- [Metin]:
————————

Sadık K.
TURAL
İnsan, akıl sahibi olduğundan, yaratıkların
tamamından üstündür. Bu üstünlüğü, bu ayrıcalığı kazandıran akıl gücü yeterince işletilirse
iki ödül veriyor:
Kendisinin dışındaki varlıklarla ilişkiler
kurabilme, uyumlanma işlev ve görevinin verdiği huzur ve mutluluk;
Yaratan’la
bütünleşme niyet ve çabasının ürünlerini
toplayabilme…
Aklın ayırıcı gücü, öncelikle, yaratılmışlarla ilgi ve bağ kurma sırasında ortaya
çıkmaktadır: İnsan, beş duyusuna sunulanları anlamayı başarabilmek zorundadır. Tanıma,
bilme, anlama, kavrama ve tepki
verme sırasında, aklını kullanarak, kendisine ait işlev, görev ve
sorumlulukları öğrenir: Bedenini, ruhunu koruma; diğer varlıklarla sürdürülebilir
bağlar ve ilişkiler kurma; beslenme, barınma, korunma ve neslin devamını
sağlama; uyumlanarak bir arada yaşama… Bu sıraladıklarımızın her biri, yüzlerce
değer ve davranışa dönüşerek, insanı diğer varlıklardan ayrıştırmaktadır. Bu
ayırıcı özellikleri temellendirip biçimlendiren değer ve davranışlardaki
farklılık, statü ve rol ayrışmasının da gerekçeleridir.
Varlıkların dışında, Tek
ve hiç benzeri bulunmayan sınırsız güce sahip olan bir Yaratan var. Yaratan, kendisiyle ilişki kurmayı sağlayıcı
bilgileri ve eylemleri öğrenmesi ve gerekenleri yapması konusunda insanı, s o r u m l u ve özel bir muhatap sayıyor.
İnsan, özündeki bilgisayarın şifreli dosyalarını açabildiği ölçüde, ilahî özelliklerle donatılmışlığa ait ödülleri alan varlık…
Doğum sırasında veya sonradan oluşan ağır
hastalıkların sebep olduğu durumları ve alkol yahut uyuşturucu bağımlılarını
bir yana bırakarak düşünelim: Allah âdildir ve insanlara eşit miktarda zekâ vermiştir. İnsanlar, zekâlarını akla,
duyguya, inanca / imana, hayale, sezgiye, ilhâma ve davranışa dönüştürme
çabaları açısından, birbirinden az çok farklı bütünlüklere dönüşüyor. İnsanın,
hem Yaratan ile ilişkisinin boyutlarını kavraması, hem insanlarla bağlarını
doğru kurabilmesi için, aklını işleterek,
bilgi edinmesi gerekmektedir. Bu özel canlı, bilgi edindikçe duygu, düşünce ve
hayalleri ile davranışları bakımından yaratılma sebebine uygun insan olmanın
aşamalarını geçmeye başlayacaktır.

————————

- [Sağlanan Kayıtlar]:
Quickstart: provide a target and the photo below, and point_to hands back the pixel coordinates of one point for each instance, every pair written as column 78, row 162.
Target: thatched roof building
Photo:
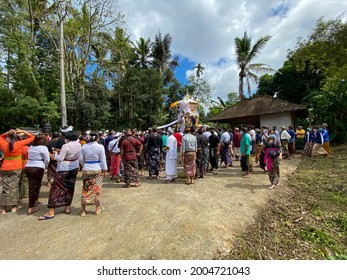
column 264, row 110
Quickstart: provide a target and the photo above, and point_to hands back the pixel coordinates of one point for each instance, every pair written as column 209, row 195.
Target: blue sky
column 184, row 65
column 204, row 31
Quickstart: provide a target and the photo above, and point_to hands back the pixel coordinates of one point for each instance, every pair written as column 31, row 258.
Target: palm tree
column 199, row 70
column 142, row 49
column 245, row 54
column 161, row 53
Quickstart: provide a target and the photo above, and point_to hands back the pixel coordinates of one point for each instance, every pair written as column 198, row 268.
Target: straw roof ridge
column 257, row 106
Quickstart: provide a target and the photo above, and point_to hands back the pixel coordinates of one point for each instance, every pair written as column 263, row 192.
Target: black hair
column 94, row 136
column 13, row 138
column 71, row 135
column 55, row 134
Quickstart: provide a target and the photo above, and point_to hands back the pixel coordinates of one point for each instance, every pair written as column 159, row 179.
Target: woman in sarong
column 318, row 140
column 273, row 154
column 11, row 169
column 308, row 142
column 52, row 145
column 129, row 156
column 93, row 159
column 188, row 149
column 63, row 187
column 38, row 159
column 154, row 149
column 24, row 184
column 171, row 157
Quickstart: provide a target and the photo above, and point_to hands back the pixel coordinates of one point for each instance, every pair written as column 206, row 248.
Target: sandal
column 16, row 208
column 33, row 210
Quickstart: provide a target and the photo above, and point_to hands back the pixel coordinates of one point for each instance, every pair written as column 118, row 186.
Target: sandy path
column 154, row 221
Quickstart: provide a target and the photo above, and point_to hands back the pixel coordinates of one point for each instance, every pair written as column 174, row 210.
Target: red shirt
column 178, row 137
column 128, row 148
column 13, row 159
column 237, row 139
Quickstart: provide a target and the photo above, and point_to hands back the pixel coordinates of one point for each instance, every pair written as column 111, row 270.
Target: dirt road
column 155, row 221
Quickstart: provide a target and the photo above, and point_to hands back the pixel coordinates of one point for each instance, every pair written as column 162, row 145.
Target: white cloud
column 204, row 30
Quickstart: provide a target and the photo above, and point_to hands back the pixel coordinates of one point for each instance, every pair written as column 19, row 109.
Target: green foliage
column 246, row 53
column 315, row 74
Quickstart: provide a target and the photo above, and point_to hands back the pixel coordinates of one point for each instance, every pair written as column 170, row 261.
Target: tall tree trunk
column 62, row 74
column 241, row 95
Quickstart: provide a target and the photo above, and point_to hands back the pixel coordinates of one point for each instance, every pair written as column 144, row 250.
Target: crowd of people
column 126, row 154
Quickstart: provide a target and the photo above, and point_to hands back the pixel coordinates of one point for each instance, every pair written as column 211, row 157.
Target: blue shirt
column 325, row 135
column 292, row 135
column 245, row 141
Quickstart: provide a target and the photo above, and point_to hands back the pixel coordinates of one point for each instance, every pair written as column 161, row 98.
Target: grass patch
column 307, row 219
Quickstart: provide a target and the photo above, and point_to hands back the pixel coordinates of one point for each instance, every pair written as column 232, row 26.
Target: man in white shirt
column 114, row 153
column 225, row 141
column 285, row 137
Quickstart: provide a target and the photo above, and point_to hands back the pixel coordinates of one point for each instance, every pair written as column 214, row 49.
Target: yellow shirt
column 300, row 133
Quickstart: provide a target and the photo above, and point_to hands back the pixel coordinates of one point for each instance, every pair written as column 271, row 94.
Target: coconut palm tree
column 142, row 49
column 245, row 54
column 161, row 57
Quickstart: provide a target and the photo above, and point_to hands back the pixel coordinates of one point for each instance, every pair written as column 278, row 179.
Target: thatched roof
column 258, row 106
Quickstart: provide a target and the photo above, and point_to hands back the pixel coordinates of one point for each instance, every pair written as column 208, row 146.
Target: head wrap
column 66, row 129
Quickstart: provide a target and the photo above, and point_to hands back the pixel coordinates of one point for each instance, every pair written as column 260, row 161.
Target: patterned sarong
column 52, row 169
column 34, row 175
column 115, row 165
column 226, row 156
column 92, row 185
column 131, row 174
column 62, row 189
column 200, row 170
column 154, row 161
column 10, row 187
column 308, row 149
column 189, row 164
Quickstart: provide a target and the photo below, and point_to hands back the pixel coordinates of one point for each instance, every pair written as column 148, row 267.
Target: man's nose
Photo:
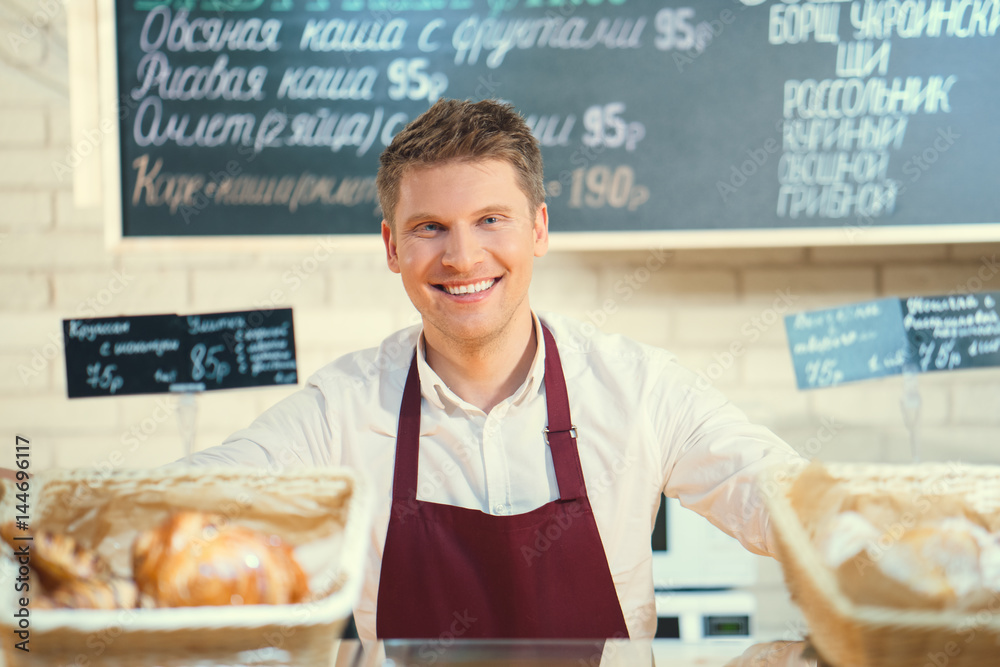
column 463, row 249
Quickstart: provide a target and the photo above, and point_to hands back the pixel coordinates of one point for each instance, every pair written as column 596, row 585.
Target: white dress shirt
column 643, row 428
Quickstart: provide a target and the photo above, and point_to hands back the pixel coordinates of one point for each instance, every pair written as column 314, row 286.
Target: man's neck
column 485, row 374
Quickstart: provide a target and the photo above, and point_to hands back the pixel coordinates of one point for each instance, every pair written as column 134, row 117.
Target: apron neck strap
column 560, row 434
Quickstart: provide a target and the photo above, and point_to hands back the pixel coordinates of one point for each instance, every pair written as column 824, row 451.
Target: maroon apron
column 542, row 574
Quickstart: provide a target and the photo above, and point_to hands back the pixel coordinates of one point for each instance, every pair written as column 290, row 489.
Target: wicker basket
column 851, row 635
column 323, row 512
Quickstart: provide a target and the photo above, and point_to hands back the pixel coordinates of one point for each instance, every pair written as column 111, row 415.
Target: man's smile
column 456, row 289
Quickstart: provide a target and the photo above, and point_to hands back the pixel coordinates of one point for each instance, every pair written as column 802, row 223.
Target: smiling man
column 518, row 462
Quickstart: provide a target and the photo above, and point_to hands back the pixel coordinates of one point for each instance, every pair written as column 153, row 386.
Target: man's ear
column 391, row 258
column 541, row 230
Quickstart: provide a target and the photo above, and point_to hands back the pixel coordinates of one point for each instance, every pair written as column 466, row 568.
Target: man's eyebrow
column 492, row 208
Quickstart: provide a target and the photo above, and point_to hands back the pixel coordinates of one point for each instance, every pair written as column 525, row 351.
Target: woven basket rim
column 325, row 610
column 801, row 548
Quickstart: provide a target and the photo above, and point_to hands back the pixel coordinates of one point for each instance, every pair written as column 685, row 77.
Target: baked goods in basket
column 901, row 549
column 192, row 559
column 71, row 576
column 195, row 559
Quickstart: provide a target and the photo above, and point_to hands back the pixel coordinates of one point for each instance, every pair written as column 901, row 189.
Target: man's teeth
column 470, row 289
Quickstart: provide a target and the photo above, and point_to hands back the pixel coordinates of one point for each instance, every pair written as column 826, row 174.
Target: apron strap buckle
column 571, row 430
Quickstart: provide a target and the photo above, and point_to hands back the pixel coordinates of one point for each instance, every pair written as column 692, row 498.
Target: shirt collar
column 433, row 388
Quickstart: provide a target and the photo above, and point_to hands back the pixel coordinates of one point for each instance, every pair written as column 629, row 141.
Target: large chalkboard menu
column 263, row 117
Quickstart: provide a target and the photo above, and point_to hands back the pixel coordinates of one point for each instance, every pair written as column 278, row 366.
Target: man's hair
column 461, row 130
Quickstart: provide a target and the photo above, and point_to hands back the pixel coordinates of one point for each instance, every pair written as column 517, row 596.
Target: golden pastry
column 196, row 559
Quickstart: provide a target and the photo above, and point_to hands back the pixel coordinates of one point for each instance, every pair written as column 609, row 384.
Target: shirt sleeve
column 714, row 458
column 294, row 433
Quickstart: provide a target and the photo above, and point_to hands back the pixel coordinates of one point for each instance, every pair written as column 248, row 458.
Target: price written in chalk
column 601, row 186
column 104, row 378
column 823, row 373
column 205, row 365
column 410, row 80
column 946, row 358
column 606, row 128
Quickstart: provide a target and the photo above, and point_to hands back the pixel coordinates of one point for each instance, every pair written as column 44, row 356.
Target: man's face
column 464, row 242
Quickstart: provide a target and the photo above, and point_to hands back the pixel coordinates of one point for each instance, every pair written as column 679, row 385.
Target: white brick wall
column 697, row 303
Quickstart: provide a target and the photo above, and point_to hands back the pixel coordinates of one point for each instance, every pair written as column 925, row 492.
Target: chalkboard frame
column 117, row 241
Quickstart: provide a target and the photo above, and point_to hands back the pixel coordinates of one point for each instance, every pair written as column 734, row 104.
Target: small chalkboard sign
column 953, row 332
column 921, row 334
column 149, row 354
column 848, row 343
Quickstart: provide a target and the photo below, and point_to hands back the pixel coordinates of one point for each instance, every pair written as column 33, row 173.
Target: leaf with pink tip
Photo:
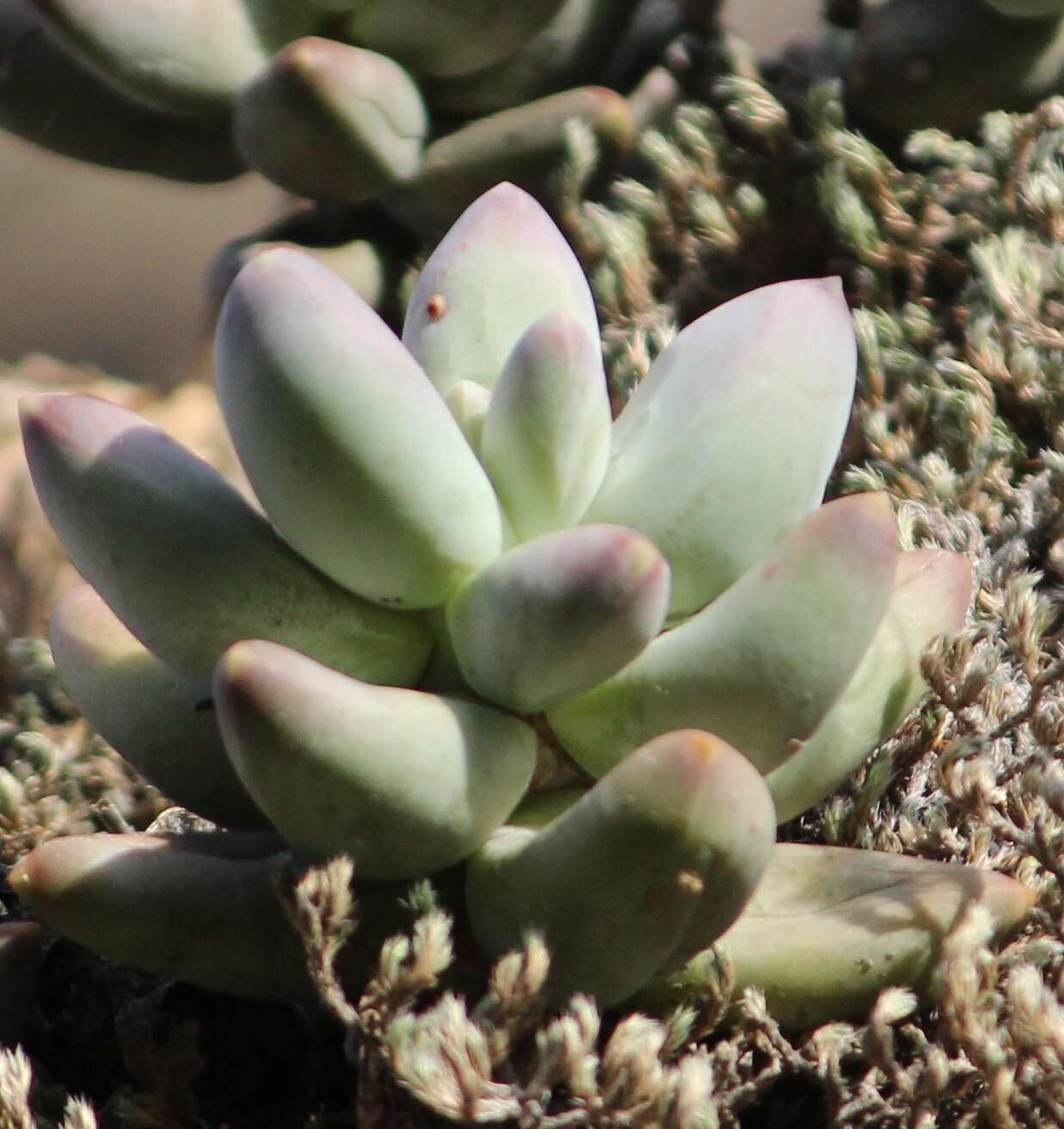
column 558, row 614
column 766, row 661
column 441, row 40
column 351, row 451
column 731, row 436
column 546, row 435
column 829, row 927
column 162, row 723
column 931, row 595
column 183, row 560
column 499, row 268
column 405, row 781
column 669, row 845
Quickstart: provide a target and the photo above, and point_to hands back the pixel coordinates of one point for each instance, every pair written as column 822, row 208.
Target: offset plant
column 469, row 576
column 413, row 105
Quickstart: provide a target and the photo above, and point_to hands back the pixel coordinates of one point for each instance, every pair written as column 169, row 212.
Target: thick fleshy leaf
column 546, row 434
column 332, row 122
column 19, row 959
column 672, row 842
column 439, row 40
column 159, row 722
column 351, row 451
column 558, row 614
column 499, row 268
column 731, row 436
column 763, row 664
column 181, row 558
column 202, row 908
column 828, row 927
column 178, row 54
column 53, row 100
column 944, row 65
column 408, row 782
column 931, row 595
column 525, row 144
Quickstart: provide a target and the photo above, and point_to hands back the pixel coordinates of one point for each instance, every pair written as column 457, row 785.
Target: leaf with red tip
column 502, row 267
column 558, row 614
column 408, row 782
column 730, row 437
column 351, row 451
column 183, row 560
column 668, row 846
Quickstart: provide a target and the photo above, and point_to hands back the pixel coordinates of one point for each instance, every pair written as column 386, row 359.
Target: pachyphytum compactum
column 467, row 564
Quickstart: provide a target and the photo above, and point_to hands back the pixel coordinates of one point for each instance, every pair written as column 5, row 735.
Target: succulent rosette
column 464, row 565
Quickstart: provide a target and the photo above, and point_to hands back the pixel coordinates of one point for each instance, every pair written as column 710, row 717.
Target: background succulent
column 393, row 116
column 446, row 605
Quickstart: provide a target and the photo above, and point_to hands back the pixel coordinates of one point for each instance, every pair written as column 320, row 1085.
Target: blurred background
column 106, row 268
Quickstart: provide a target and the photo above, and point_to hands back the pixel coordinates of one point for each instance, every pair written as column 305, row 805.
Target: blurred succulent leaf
column 829, row 927
column 931, row 595
column 19, row 961
column 546, row 433
column 558, row 614
column 440, row 40
column 188, row 55
column 766, row 661
column 183, row 560
column 405, row 781
column 50, row 97
column 673, row 840
column 731, row 436
column 526, row 144
column 159, row 722
column 379, row 490
column 332, row 122
column 499, row 268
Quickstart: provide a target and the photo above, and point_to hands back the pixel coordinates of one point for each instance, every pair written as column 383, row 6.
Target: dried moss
column 950, row 256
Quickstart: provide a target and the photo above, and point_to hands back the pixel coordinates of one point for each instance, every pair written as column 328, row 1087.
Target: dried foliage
column 951, row 259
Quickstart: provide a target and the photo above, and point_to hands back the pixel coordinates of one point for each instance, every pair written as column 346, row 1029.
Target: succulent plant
column 469, row 579
column 945, row 64
column 412, row 105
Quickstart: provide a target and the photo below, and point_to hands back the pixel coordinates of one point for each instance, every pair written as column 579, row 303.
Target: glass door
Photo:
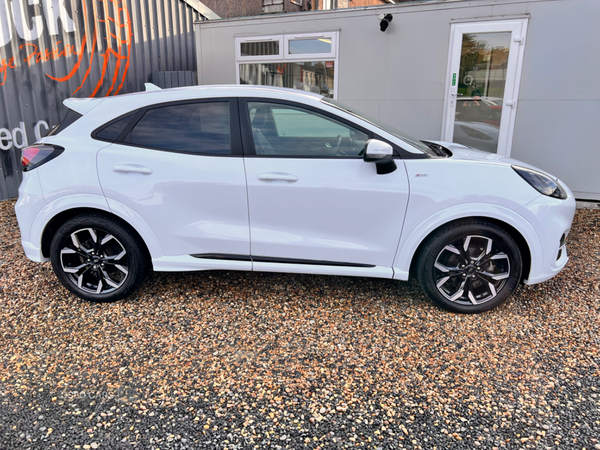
column 483, row 84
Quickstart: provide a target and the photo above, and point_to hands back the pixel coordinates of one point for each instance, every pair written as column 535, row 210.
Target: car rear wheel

————————

- [Yapılacaklar]:
1. Metne göre Allah insanlara zekâyı hangi ölçüde vermiştir?
2. Metinde insanların zekâlarını dönüştürmeye çalıştıkları şeylerin hepsini sırala.
3. Metnin "Varlıkların dışında, Tek" ifadesinden "bir muhatap sayıyor." ifadesine kadar olan bölümünü olduğu gibi yeniden yaz.

- [Yanıtlar]:
1. Eşit miktarda vermiştir.

2. akıl, duygu, inanç / iman, hayal, sezgi, ilhâm, davranış

3.
Varlıkların dışında, Tek
ve hiç benzeri bulunmayan sınırsız güce sahip olan bir Yaratan var. Yaratan, kendisiyle ilişki kurmayı sağlayıcı
bilgileri ve eylemleri öğrenmesi ve gerekenleri yapması konusunda insanı, s o r u m l u ve özel bir muhatap sayıyor.